DIRECTIONS FOR THIS TASK: Please copy out the listing below word for word, every line in its original order.

MATERIAL FOR THE TASK:
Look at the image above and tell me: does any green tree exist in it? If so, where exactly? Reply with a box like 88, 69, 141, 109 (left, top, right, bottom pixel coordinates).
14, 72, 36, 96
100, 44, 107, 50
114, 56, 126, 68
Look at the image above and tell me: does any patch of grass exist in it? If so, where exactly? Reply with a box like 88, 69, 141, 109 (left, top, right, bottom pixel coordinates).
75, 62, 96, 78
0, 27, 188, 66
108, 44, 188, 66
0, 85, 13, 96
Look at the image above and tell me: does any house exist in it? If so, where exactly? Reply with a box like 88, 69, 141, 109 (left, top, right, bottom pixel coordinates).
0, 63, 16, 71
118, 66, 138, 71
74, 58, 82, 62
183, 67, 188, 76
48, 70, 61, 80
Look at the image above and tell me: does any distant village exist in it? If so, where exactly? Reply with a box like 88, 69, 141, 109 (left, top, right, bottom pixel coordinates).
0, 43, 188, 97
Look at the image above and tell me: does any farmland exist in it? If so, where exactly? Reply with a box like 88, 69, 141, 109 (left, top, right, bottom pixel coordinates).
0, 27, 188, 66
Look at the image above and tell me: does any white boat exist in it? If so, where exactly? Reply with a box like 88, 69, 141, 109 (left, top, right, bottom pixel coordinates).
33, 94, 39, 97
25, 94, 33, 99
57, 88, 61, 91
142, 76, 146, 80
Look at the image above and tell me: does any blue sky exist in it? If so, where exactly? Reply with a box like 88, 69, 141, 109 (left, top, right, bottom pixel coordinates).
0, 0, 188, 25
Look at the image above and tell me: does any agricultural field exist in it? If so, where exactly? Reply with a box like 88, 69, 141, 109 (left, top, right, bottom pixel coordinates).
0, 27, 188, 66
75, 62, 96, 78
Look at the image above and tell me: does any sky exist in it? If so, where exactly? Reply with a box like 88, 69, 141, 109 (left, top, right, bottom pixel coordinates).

EXERCISE OUTPUT:
Look at the image above and tell me: does any green tree exist in it? If so, where exactly? Reply with a box like 88, 69, 141, 109 (left, top, right, bottom pixel coordinates).
14, 72, 36, 96
100, 44, 107, 50
114, 56, 126, 68
Look at the image above and tell me: does any patch of grass exist in it? If so, where exactly? Reply with a box like 88, 69, 141, 109 (left, top, right, bottom pixel coordinates).
75, 62, 96, 78
0, 27, 188, 66
108, 44, 188, 66
0, 85, 13, 96
Look at the image above and tell me: does any house exist in it? If so, where exactly? Reply with a box like 88, 69, 141, 109 (left, top, right, bottom pixel coordinates).
0, 63, 16, 71
118, 66, 138, 71
74, 58, 82, 62
183, 67, 188, 76
48, 70, 61, 80
Look at the image above and tell me: does any distant village exist in it? If so, where exactly? Reply with a box like 88, 69, 141, 109 (left, top, right, bottom pixel coordinates).
0, 43, 188, 97
Look at the image above and tell me: does any farmland exist in it? If so, where exactly? Reply with a box like 88, 69, 141, 109 (left, top, right, bottom pixel coordinates).
0, 27, 188, 66
Look at the image above and tell me: does any white boat exist in it? If so, where exactly? Reply with a box like 88, 69, 141, 109 (left, top, right, bottom pixel coordinates).
33, 94, 39, 97
25, 94, 33, 99
57, 88, 61, 91
142, 76, 146, 80
Look at the image above and tell me: does any blue sky exist in it? If so, where exactly? Reply with a box like 88, 69, 141, 109 (left, top, right, bottom pixel coordinates).
0, 0, 188, 25
Look at the image above and tell me: does any agricultural field exist in it? If so, where exactly? Reply with a box like 88, 69, 141, 109 (left, top, right, bottom pixel coordinates).
0, 27, 188, 66
75, 62, 96, 78
Look at the image above and tell me: does any sky exist in it? If so, where exactly? Reply with a box like 88, 69, 141, 109 (left, top, right, bottom pixel coordinates).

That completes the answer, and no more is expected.